__Work task__.
Turn the data below into a JSON list of strings, one string per line, skipping blank lines. Don't include the pictures.

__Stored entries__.
[Start of Attachment]
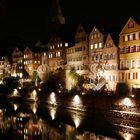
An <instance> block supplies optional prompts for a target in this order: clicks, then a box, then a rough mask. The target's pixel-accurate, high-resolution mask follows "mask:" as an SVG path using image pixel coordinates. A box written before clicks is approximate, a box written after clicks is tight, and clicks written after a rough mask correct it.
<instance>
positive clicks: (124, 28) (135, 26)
mask: <svg viewBox="0 0 140 140" xmlns="http://www.w3.org/2000/svg"><path fill="white" fill-rule="evenodd" d="M138 30H140V26H139V24H138V23H136V22H135V21H134V20H133V19H132V18H131V17H130V18H129V19H128V21H127V22H126V24H125V26H124V27H123V29H122V31H121V32H120V34H119V35H122V34H127V33H131V32H136V31H138Z"/></svg>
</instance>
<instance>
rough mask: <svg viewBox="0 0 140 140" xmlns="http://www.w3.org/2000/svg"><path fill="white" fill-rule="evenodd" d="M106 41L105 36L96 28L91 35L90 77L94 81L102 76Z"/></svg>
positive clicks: (103, 63)
mask: <svg viewBox="0 0 140 140" xmlns="http://www.w3.org/2000/svg"><path fill="white" fill-rule="evenodd" d="M104 39H105V35H104V34H103V33H102V32H100V31H99V29H97V28H96V27H94V28H93V29H92V31H91V33H90V35H89V70H90V72H89V77H90V79H92V80H95V79H99V78H100V77H101V76H102V67H103V64H104V61H103V46H104Z"/></svg>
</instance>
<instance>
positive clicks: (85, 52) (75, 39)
[End of Attachment]
__Solution for this task__.
[
  "An <instance> block supplies optional prompts for a target in this order: clicks, then a box, then a rough mask. The target's pixel-accurate, high-resolution mask follows \"mask:\" as an SVG path using image pixel coordinates. A box written before clicks is approximate, a box written after clicks is tight, and clicks written after a rough mask correct it.",
  "<instance>",
  "positive clicks: (124, 28) (135, 26)",
  "mask: <svg viewBox=\"0 0 140 140\" xmlns=\"http://www.w3.org/2000/svg\"><path fill=\"white\" fill-rule=\"evenodd\" d=\"M138 30H140V26H139V24H138V23H136V22H135V21H134V20H133V19H132V18H131V17H130V18H129V19H128V21H127V22H126V24H125V26H124V27H123V29H122V31H121V32H120V34H119V35H122V34H127V33H131V32H136V31H138Z\"/></svg>",
  "</instance>",
  "<instance>",
  "rough mask: <svg viewBox=\"0 0 140 140\" xmlns=\"http://www.w3.org/2000/svg\"><path fill=\"white\" fill-rule=\"evenodd\" d=\"M106 41L105 36L96 28L91 35L90 77L94 81L102 76Z\"/></svg>",
  "positive clicks: (103, 63)",
  "mask: <svg viewBox=\"0 0 140 140\" xmlns=\"http://www.w3.org/2000/svg\"><path fill=\"white\" fill-rule=\"evenodd\" d=\"M104 39H105V35H104V34H103V33H102V32H100V31H99V29H97V28H96V27H94V28H93V29H92V31H91V33H90V35H89V70H90V72H89V77H90V79H92V80H95V79H99V78H100V77H101V76H102V67H103V64H104V61H103V46H104Z\"/></svg>",
  "</instance>",
  "<instance>",
  "positive clicks: (85, 52) (75, 39)"
]